[begin DATA SUPPLIED]

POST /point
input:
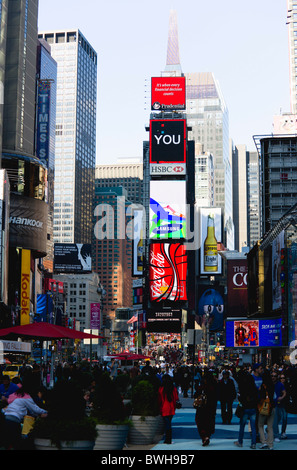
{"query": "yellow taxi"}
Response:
(12, 370)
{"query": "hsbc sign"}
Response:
(168, 141)
(168, 169)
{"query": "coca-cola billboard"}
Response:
(168, 272)
(237, 288)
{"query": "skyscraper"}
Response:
(75, 134)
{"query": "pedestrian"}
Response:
(266, 397)
(206, 394)
(279, 402)
(168, 397)
(227, 395)
(7, 388)
(21, 404)
(248, 398)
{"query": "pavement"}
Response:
(185, 436)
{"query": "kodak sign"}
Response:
(25, 287)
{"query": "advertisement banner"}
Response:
(254, 333)
(277, 245)
(167, 209)
(43, 121)
(164, 321)
(211, 235)
(72, 258)
(25, 287)
(168, 93)
(168, 272)
(138, 242)
(28, 223)
(95, 316)
(237, 272)
(168, 141)
(211, 307)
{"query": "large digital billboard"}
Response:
(167, 272)
(237, 272)
(164, 321)
(168, 93)
(253, 333)
(168, 141)
(211, 234)
(72, 258)
(167, 209)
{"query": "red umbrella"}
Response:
(46, 330)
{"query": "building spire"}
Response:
(173, 61)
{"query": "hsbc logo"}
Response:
(168, 169)
(168, 141)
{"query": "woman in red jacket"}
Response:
(168, 397)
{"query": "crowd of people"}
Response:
(265, 396)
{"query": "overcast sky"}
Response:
(244, 43)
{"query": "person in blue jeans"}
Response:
(248, 397)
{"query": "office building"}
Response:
(75, 134)
(127, 173)
(112, 250)
(46, 132)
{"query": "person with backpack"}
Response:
(266, 411)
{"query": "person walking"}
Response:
(279, 402)
(167, 396)
(266, 394)
(206, 395)
(227, 395)
(248, 398)
(21, 404)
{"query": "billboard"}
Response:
(253, 333)
(25, 286)
(168, 141)
(211, 306)
(277, 245)
(138, 242)
(28, 223)
(72, 258)
(167, 272)
(168, 93)
(43, 121)
(237, 272)
(164, 321)
(210, 236)
(95, 316)
(167, 209)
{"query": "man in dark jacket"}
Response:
(227, 395)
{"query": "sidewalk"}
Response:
(185, 436)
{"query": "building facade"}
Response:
(75, 134)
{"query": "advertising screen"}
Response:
(253, 333)
(211, 234)
(237, 271)
(168, 93)
(167, 272)
(164, 321)
(168, 141)
(167, 209)
(72, 258)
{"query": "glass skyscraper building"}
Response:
(75, 145)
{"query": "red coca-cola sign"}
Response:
(168, 272)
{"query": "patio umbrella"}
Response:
(46, 330)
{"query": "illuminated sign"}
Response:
(167, 209)
(253, 333)
(25, 287)
(167, 272)
(168, 141)
(168, 93)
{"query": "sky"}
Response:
(244, 44)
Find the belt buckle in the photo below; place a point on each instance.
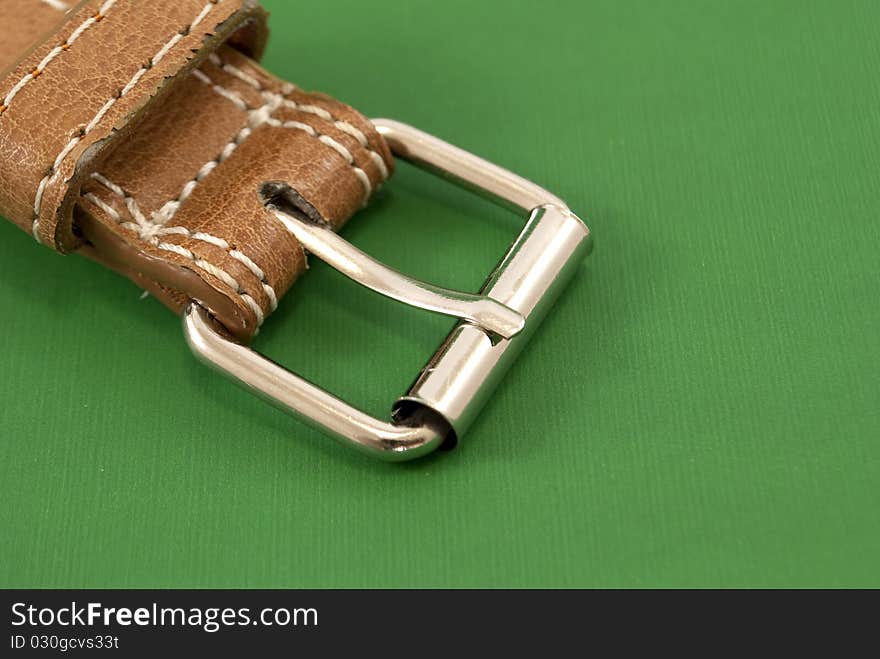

[end DATA SUPPLIED]

§ **DO THIS**:
Rewrite all of the rows above as a numbered list, one line per entry, with no blank lines. Leave the pictures out.

§ **TASK RESULT**:
1. POST /point
2. input:
3. {"query": "yellow taxi"}
4. Response:
5. (12, 370)
6. {"query": "hsbc sign"}
7. Response:
8. (168, 141)
9. (168, 169)
10. {"query": "coca-cola billboard"}
11. Response:
12. (168, 272)
13. (237, 288)
14. {"query": "skyscraper"}
15. Response:
16. (75, 134)
17. {"query": "pedestrian"}
18. Response:
19. (266, 397)
20. (206, 394)
21. (279, 402)
22. (168, 397)
23. (227, 395)
24. (7, 388)
25. (21, 404)
26. (248, 398)
27. {"query": "pavement"}
28. Response:
29. (185, 436)
30. {"query": "kodak sign"}
31. Response:
32. (25, 287)
33. {"query": "advertisement banner"}
34. Response:
35. (254, 333)
36. (277, 245)
37. (167, 209)
38. (43, 121)
39. (164, 321)
40. (211, 235)
41. (72, 258)
42. (25, 287)
43. (168, 93)
44. (168, 272)
45. (138, 242)
46. (28, 223)
47. (95, 316)
48. (237, 272)
49. (168, 141)
50. (211, 307)
51. {"query": "large digital billboard"}
52. Response:
53. (167, 272)
54. (237, 272)
55. (164, 321)
56. (168, 93)
57. (253, 333)
58. (168, 141)
59. (211, 234)
60. (72, 258)
61. (167, 209)
62. {"query": "red umbrella"}
63. Response:
64. (46, 330)
65. {"query": "building spire"}
66. Response:
67. (173, 61)
68. {"query": "hsbc logo"}
69. Response:
70. (168, 169)
71. (168, 141)
72. {"query": "woman in red jacket"}
73. Response:
74. (168, 397)
75. {"query": "crowd of people"}
76. Response:
77. (265, 396)
78. {"query": "overcast sky"}
79. Response:
80. (244, 43)
81. {"query": "person in blue jeans"}
82. Response:
83. (248, 397)
84. {"query": "office building"}
85. Response:
86. (75, 134)
87. (127, 173)
88. (112, 250)
89. (46, 132)
90. {"query": "person with backpack"}
91. Response:
92. (266, 411)
93. {"query": "person walking"}
94. Response:
95. (279, 402)
96. (167, 396)
97. (266, 394)
98. (206, 395)
99. (227, 395)
100. (248, 398)
101. (21, 404)
102. {"query": "billboard"}
103. Response:
104. (253, 333)
105. (25, 286)
106. (168, 141)
107. (211, 306)
108. (277, 245)
109. (138, 242)
110. (28, 223)
111. (72, 258)
112. (167, 272)
113. (168, 93)
114. (43, 121)
115. (237, 272)
116. (164, 321)
117. (210, 236)
118. (95, 316)
119. (167, 209)
120. {"query": "man in dark jacket"}
121. Response:
122. (227, 395)
123. {"query": "sidewalk"}
124. Response:
125. (185, 436)
126. {"query": "building facade"}
127. Response:
128. (75, 134)
129. {"query": "advertising screen"}
130. Response:
131. (253, 333)
132. (211, 234)
133. (237, 271)
134. (168, 93)
135. (167, 272)
136. (164, 321)
137. (168, 141)
138. (167, 209)
139. (72, 258)
140. {"query": "glass skyscraper building"}
141. Response:
142. (75, 145)
143. {"query": "red coca-cola sign"}
144. Response:
145. (168, 272)
146. {"query": "patio umbrella"}
147. Response:
148. (46, 330)
149. {"query": "illuminated sign"}
150. Response:
151. (167, 209)
152. (253, 333)
153. (25, 287)
154. (167, 272)
155. (168, 141)
156. (168, 93)
157. {"query": "sky"}
158. Response:
159. (244, 44)
160. Find the belt buckle in the photo below; place a point on each instance.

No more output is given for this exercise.